Assignment: Write the listing below out again word for word, without a single picture.

Source material:
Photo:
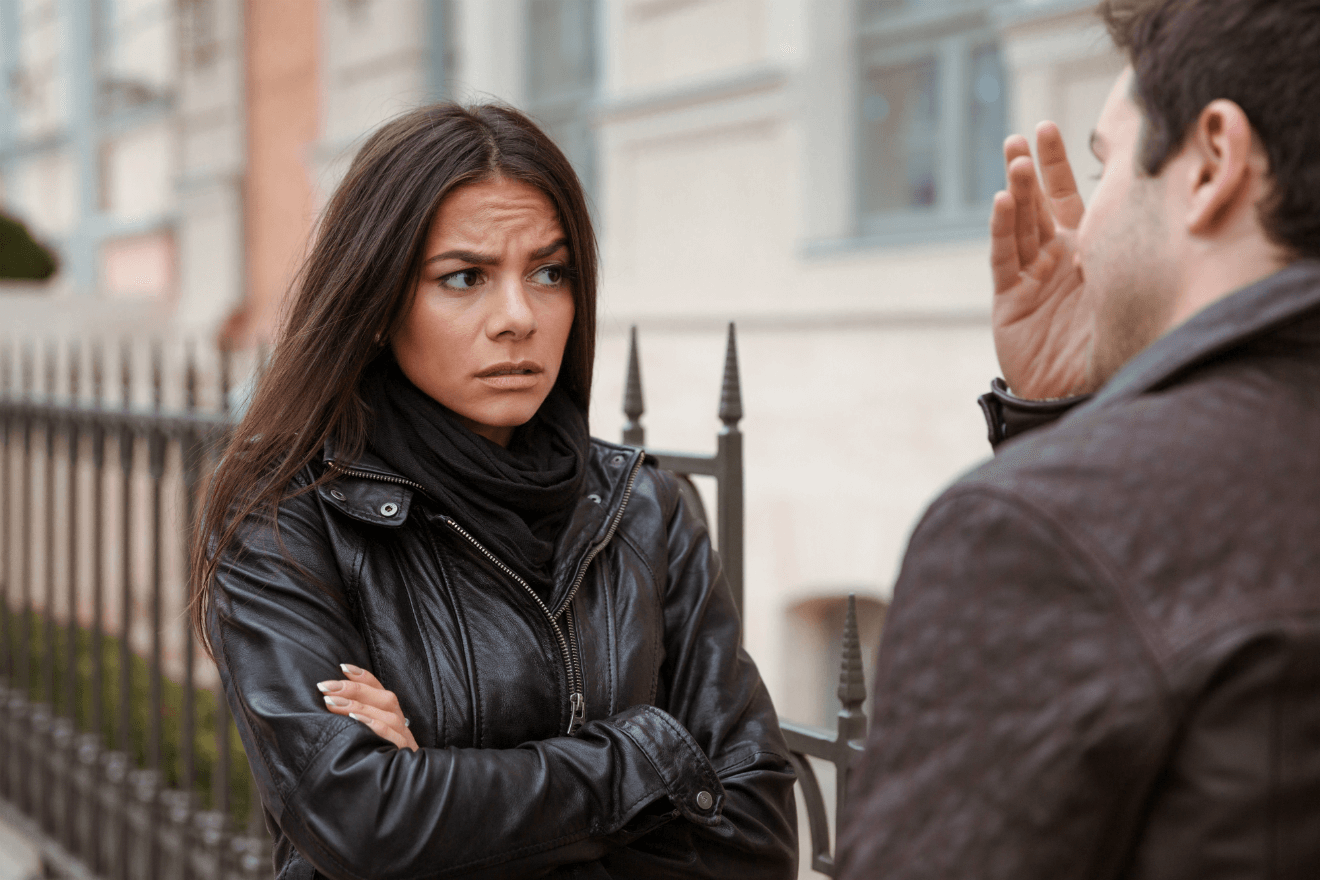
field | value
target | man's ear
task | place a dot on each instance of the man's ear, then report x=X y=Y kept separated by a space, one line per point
x=1226 y=164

Solution:
Photo:
field | value
target | man's ear
task | place a dot on each instance of the man's ear, then report x=X y=Y kept separated by a space, one line per point
x=1226 y=164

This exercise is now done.